## Description of the task
Give the data below again exactly as written, without its pictures.

## The input
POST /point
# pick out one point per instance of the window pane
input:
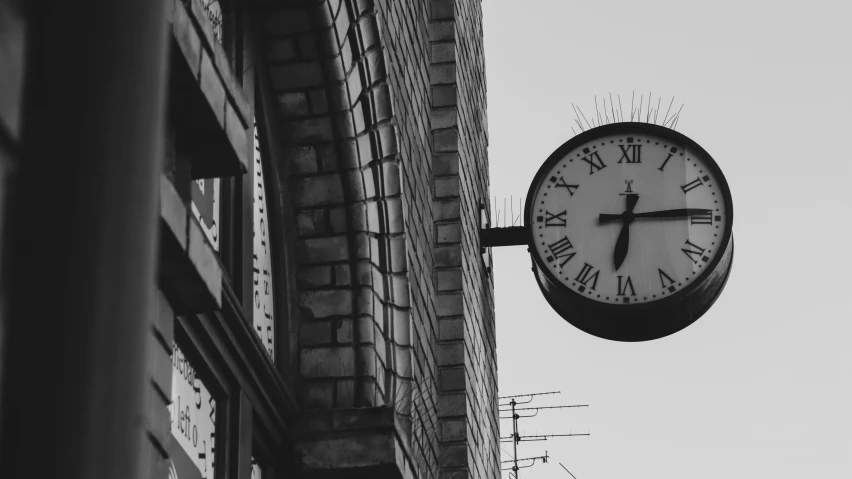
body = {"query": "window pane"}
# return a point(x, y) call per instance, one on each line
point(213, 9)
point(193, 422)
point(205, 207)
point(264, 309)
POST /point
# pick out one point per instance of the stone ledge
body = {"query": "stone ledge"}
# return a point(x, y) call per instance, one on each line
point(352, 443)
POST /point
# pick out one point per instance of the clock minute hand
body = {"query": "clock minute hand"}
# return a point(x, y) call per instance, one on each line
point(623, 241)
point(676, 213)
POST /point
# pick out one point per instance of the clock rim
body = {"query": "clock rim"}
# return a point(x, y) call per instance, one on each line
point(623, 128)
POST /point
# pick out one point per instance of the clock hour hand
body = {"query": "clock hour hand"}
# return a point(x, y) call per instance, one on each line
point(623, 241)
point(676, 213)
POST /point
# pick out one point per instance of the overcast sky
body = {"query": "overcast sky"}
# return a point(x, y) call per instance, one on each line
point(761, 385)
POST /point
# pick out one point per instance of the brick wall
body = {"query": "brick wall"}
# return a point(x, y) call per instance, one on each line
point(466, 351)
point(381, 112)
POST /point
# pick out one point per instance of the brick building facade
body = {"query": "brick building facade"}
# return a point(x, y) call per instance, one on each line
point(323, 307)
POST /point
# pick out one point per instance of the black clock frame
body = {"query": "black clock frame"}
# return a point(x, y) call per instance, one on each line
point(637, 321)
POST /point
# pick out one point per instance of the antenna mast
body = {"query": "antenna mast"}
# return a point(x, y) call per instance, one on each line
point(512, 406)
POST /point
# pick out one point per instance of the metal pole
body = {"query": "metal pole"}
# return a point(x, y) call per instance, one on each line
point(80, 254)
point(515, 436)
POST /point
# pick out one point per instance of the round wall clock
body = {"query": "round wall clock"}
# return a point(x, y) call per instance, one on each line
point(629, 229)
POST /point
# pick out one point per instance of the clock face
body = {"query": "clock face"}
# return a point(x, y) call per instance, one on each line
point(631, 215)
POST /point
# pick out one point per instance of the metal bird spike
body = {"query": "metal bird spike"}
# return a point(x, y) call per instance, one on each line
point(645, 112)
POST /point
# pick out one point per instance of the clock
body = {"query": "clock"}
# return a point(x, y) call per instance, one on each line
point(629, 229)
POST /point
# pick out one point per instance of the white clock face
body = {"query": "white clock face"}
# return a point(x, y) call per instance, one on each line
point(628, 218)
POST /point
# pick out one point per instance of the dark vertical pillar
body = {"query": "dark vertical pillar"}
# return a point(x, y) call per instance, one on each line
point(80, 249)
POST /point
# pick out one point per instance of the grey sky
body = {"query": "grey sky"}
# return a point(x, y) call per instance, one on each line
point(761, 386)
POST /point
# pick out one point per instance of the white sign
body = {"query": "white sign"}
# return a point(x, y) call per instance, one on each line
point(193, 415)
point(256, 471)
point(264, 323)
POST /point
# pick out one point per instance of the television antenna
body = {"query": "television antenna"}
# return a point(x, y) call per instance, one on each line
point(525, 412)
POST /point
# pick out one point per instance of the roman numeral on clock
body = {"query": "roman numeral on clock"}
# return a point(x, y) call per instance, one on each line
point(663, 278)
point(587, 275)
point(594, 160)
point(631, 153)
point(561, 250)
point(691, 185)
point(694, 252)
point(554, 219)
point(622, 287)
point(560, 183)
point(702, 219)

## Answer section
POST /point
# pick out one point per instance of the window pane
input:
body = {"query": "window pane"}
# return a point(x, y) call per instance, one on each line
point(213, 9)
point(193, 422)
point(205, 207)
point(264, 309)
POST /point
# pick out one point per instance of the stone ledge
body = {"query": "stone ledge"}
# return a point(x, y) call per instance, one on each line
point(352, 443)
POST /point
# pick out one point per instance of the clock minute hand
body = {"query": "clock minute hand"}
# return a point(x, y) call per instance, one on each line
point(623, 241)
point(676, 213)
POST /point
# pick out one point per instance of the clock rim
body = {"query": "clock rim"}
# return a point(x, y) call per instance, one on each line
point(623, 128)
POST /point
# pick out one point per instance of the clock hour hand
body = {"query": "clock hour hand"}
# return a point(x, y) call per instance, one on each line
point(623, 241)
point(676, 213)
POST /point
# pick out one point per instance of the overcast sky
body = {"query": "overcast sky"}
# return a point(x, y) call per instance, one on each line
point(761, 385)
POST /point
# pick out one point per instance of the brick wall
body = {"query": "brick wall"}
# return a point(x, y) call per instance, one on each line
point(466, 351)
point(381, 112)
POST /point
# pick out one point per instance of the brick building facade
body = {"query": "brick building facade"}
# return a point(x, y) call per instance, one on each line
point(323, 307)
POST /point
# pick out one point per instance of the black clock frame
body = {"query": "black clock frame"}
# return a point(x, y) call per instance, one on each line
point(637, 321)
POST /point
# pick out one point per instance of the antenna mast
body = {"query": "antenna mast"}
# return a point(x, y) call per instance, one on each line
point(512, 406)
POST /point
# pick out one point per instance of the metal pole
body = {"query": "metal pole"}
# return a point(x, y) call per instance, one on each line
point(80, 254)
point(515, 436)
POST /point
# pick out one point per instance of the round wall clock
body = {"query": "round wall clock"}
# return a point(x, y) call per instance, one on each line
point(629, 229)
POST /point
# pick out one point per instance of the clock face
body = {"query": "clock face"}
# return a point(x, y) call per instance, one on each line
point(631, 215)
POST /point
# pick out one point per instance of the metal bird spike
body = {"query": "metal bird spike"}
# return a point(x, y) call per instance, one on each line
point(645, 112)
POST /point
# pick out one point per instance of the clock
body = {"query": "clock"}
# return a point(x, y) call per instance, one on each line
point(629, 229)
POST /point
# pick out one point per instance of the white clock face
body = {"query": "white clock face"}
# return a point(x, y) call per instance, one on each line
point(628, 218)
POST /point
# pick out one point per instance of the dark vertical pillar
body = {"query": "dark vertical pillar"}
# return a point(x, y) call per instance, one on each line
point(80, 249)
POST /point
# pick out one point per instance of the grey sky
body = {"query": "grey sky"}
# return a point(x, y) call per instance, one on each line
point(761, 386)
POST /point
# pick out one point per instance of the white sign
body = {"query": "white sign"}
# return a point(x, y) call per instance, one on each line
point(193, 415)
point(256, 471)
point(264, 323)
POST /point
# pick out one point per instance of the television antenna
body = {"query": "television antenna"}
# return a point(x, y) call per instance, one on each line
point(525, 412)
POST /point
# pick out one point per instance of the roman numeral on clock
body = {"query": "roman numeral on clock"}
# return a point(x, y) call per instance, one on each line
point(663, 278)
point(587, 275)
point(594, 160)
point(631, 153)
point(561, 250)
point(691, 185)
point(694, 252)
point(554, 219)
point(622, 287)
point(560, 183)
point(702, 219)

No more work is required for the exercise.